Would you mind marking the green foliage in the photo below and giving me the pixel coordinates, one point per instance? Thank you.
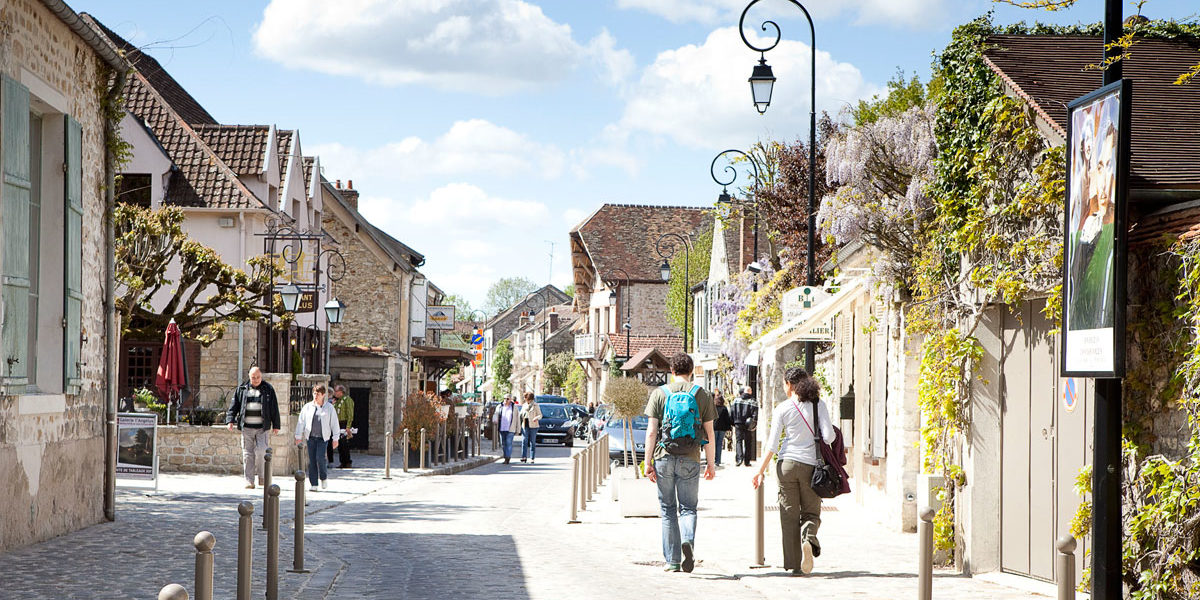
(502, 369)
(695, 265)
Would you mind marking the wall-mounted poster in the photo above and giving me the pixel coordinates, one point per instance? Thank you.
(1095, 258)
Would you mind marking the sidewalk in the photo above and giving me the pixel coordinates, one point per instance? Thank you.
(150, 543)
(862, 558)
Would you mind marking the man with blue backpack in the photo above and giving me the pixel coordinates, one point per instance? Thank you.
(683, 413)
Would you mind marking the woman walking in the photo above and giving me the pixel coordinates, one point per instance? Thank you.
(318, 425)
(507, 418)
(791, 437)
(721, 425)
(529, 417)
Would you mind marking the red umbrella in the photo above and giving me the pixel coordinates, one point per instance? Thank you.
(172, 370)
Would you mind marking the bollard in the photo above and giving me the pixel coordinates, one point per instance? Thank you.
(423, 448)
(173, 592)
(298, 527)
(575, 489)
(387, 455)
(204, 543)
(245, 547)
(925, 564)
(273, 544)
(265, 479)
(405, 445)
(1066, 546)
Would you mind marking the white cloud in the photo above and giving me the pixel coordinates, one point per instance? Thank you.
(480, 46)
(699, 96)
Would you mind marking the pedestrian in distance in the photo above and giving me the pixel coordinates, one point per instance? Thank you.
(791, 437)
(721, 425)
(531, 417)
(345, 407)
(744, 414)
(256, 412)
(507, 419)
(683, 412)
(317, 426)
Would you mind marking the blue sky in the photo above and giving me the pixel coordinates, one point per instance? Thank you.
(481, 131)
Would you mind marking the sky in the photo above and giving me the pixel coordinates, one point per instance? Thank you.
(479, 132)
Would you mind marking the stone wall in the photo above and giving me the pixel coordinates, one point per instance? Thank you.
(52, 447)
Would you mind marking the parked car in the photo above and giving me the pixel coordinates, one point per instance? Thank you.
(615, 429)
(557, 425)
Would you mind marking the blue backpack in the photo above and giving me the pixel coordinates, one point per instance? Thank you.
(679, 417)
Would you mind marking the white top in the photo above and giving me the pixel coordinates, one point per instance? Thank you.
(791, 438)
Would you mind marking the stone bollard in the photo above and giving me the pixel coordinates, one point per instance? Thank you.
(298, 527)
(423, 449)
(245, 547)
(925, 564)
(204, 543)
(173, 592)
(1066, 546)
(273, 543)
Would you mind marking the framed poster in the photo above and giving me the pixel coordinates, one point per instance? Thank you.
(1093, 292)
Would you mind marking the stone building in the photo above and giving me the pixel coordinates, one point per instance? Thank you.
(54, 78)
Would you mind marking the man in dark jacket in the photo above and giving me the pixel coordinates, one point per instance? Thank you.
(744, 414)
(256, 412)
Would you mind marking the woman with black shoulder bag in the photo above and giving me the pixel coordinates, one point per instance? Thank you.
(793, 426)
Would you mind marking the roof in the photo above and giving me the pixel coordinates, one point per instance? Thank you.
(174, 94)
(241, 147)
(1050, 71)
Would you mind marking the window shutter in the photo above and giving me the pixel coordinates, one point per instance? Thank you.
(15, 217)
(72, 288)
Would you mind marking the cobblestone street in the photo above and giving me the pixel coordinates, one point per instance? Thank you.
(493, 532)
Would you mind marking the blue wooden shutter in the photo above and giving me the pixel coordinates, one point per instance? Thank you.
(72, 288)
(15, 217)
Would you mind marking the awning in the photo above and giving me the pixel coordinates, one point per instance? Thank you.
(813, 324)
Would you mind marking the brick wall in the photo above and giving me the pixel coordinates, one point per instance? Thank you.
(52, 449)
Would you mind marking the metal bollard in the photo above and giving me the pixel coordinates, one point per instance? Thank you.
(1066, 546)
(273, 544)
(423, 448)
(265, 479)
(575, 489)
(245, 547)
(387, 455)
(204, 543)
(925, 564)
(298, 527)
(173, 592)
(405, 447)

--------------------

PROBLEM TO WORK ON
Repeat all of the records verbatim, leaving out the pictures.

WORKED ANSWER
Would you mind marking the green foliage in the photo below and giving me the pixel coordinates, one point per instance? Thank you.
(502, 369)
(695, 265)
Would you mind marking the wall-mounted poster in the photo above and giving me the pixel coordinates, one point per instance? Thank you.
(1095, 258)
Would you mind marking the sidewalk in the photo above and giving me the pixel coordinates, one point per instance? Thank you.
(150, 543)
(862, 558)
Would you mind marking the man with blue backpack in the photo above and giving me the pixel coordinates, one point per instance? Thank you.
(683, 413)
Would you mind marking the woman walking in the photo above and giving me the pixel coordinates, one point per instance? Thank you.
(318, 425)
(507, 418)
(791, 437)
(721, 425)
(529, 417)
Would you mind marking the red umbrella in the photo above and giving me the pixel coordinates, one point per instance? Thank you.
(172, 370)
Would you mind marking the bollard in the photo above and giving me the pixel coordinates, one point per instance? Thank you.
(423, 448)
(173, 592)
(298, 527)
(575, 489)
(387, 455)
(204, 543)
(245, 547)
(925, 564)
(273, 544)
(265, 479)
(405, 445)
(1066, 546)
Would you mind marking the white cloud in the photo above and giving me the pixel coordinates, one point per instance? Thank you.
(480, 46)
(699, 96)
Would you mind marking the pedestrian in distance in the photo above and giving me the pixel coordinates, one point per instance? Thank you.
(791, 437)
(721, 425)
(531, 417)
(345, 407)
(744, 414)
(256, 412)
(507, 419)
(683, 412)
(317, 426)
Would you mind marking the blue sky in the photo above and giving me the pixel coordinates, one point per instance? Thank you.
(481, 131)
Would you mind marking the sky in the photo above and giving me the pixel coordinates, one point per instance? Thank you.
(479, 132)
Would you mind marking the stone wall in the photo above and giving me the pixel coordinates, one point per instance? Thank you.
(52, 447)
Would you mind marking the parked car in the photo above and giving me the pixel coordinates, one point per instance? Thank you.
(615, 429)
(557, 425)
Would you mind marking the blue backpack in the photo above and giving me the pixel coordinates, one point per instance? Thank you.
(679, 417)
Would you mind marking the white top in the photo above and giving me the pixel coordinates, one point per instance? Thank you.
(791, 438)
Would you mind marking the stone bollard in the photo above and giving me the pixel coordinates, one point per instance? Thank you.
(298, 527)
(423, 449)
(245, 547)
(925, 564)
(204, 543)
(173, 592)
(1066, 546)
(273, 543)
Would you mind marking the framed poster in the photo above and giving me the pixel coordinates, one point per instance? Thank you.
(1093, 292)
Would you mind marking the stone building in the photo above and giving me the pixel coordinates, one point per instance? Thank you.
(54, 78)
Would you mind marking the man in dark jacket in the photo above and giving me the pixel coordinates, one point per instance? Thank you.
(744, 414)
(256, 412)
Would you mind marking the woman with black shoulder bag in the photo above and giving me the pixel coordinates, one point per instance? Thank you.
(793, 426)
Would you mind marking the roof in the photo above and giving me the pixel coordinates, one point per instance? Thank you.
(174, 94)
(241, 147)
(1050, 71)
Would you mind marking the window shutter in the photo above and giving me the pixel coordinates, one point per instance? Thank you.
(15, 217)
(72, 288)
Would you mind marking the cobblestone street in the photo above and giving me the pixel coordinates, one point per instance? Thank you.
(493, 532)
Would you mind marking the blue wooden shutter in the photo above and giving me the pixel coordinates, one point per instance? Thank you.
(72, 288)
(15, 217)
Would you mind marking the awning in the photo above and giving me the pixel coordinates, one point per instance? Thank you.
(813, 324)
Would you mind marking the brick wall in the photo above and giving me the pixel coordinates, one point per instance? Thank you.
(52, 449)
Would you mind marking the metal bollard in the photo above and giving me the pixel coordinates, one point per instance? Thank you.
(1066, 546)
(273, 544)
(423, 448)
(265, 479)
(575, 489)
(245, 547)
(387, 455)
(204, 543)
(925, 564)
(298, 527)
(173, 592)
(405, 447)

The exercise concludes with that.